§ **DOCUMENT SEGMENT**

# Emotional Connection



## JMAN777 (Dec 4, 2009)

My wife has lost a lot of her emotional connection with me over time and some of her love. I'm curious if this is something that can ever be regained through time and potential reconciliation or if it's something to just eventually accept. Obviously, I am working on trying to put effort to improve things while maintaining my role in the marriage (refering to BBWolf's posts).


----------



## Weathered (Dec 15, 2009)

This I believe is more common than we care to see. The more aware a spouse is to the reality, the more it breaks their heart. It's important to communicate this honestly yet non-judgmentally to the other spouse. It can only improve if the issue is first acknowledged, then is dealt with constructively by both parties.


----------



## alonenlost (Dec 11, 2009)

I have been married 24 years. My husband and I for eight years slept in seperate rooms, lead seperate lives and literally were 2 ships passing in the night. We didn't even know what was going on in each others lives. When we did want to change things, we didn't know how to begin. He just scooped me up, took nme to the beach for the week-end and we connected again on a much much deeper level than EVER BEFORE. I think it is normal to get caught up in a rutt and routines and just can't feel enough connection to respond to one another. I suggest you don't push, (that can cause guilt and cause her to get defensive) but subtly let her know you are there. Then after a few months of "giving space" sweep her off her feet with an unexpected romantic getaway for just one night. ONE VERY SPECIAL UNFORGETABLE night with every emphasis on her desires. This will have a tremendous effect especially after you have also seemed a little distant.


----------

§ **REQUEST**
From the forum thread on emotional connection, transcribe the passage that begins at the words "## Weathered (Dec" and stops after "by both parties.".

§ **GIVEN DATA**
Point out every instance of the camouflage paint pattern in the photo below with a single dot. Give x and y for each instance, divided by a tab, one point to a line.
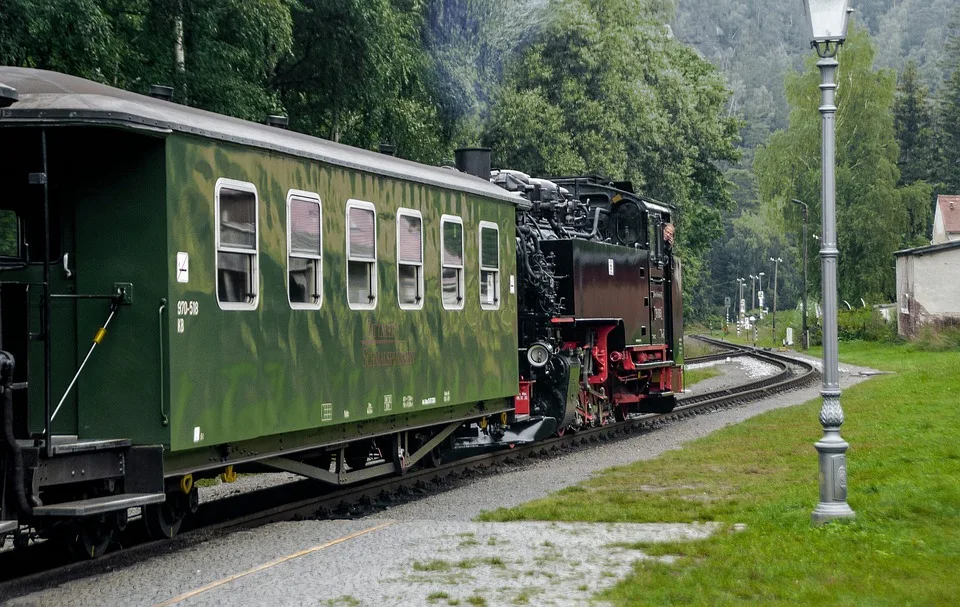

§ **RESPONSE TO THE EXERCISE**
## Weathered (Dec 15, 2009)

This I believe is more common than we care to see. The more aware a spouse is to the reality, the more it breaks their heart. It's important to communicate this honestly yet non-judgmentally to the other spouse. It can only improve if the issue is first acknowledged, then is dealt with constructively by both parties.